__Problem to solve__:
The required output is all lines below that contain the word "Task".

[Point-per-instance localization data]
=== Begin Enclosure ===

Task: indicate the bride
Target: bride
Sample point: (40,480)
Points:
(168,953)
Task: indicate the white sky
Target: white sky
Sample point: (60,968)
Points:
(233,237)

=== End Enclosure ===

__Response area__:
Task: indicate the bride
Task: indicate the white sky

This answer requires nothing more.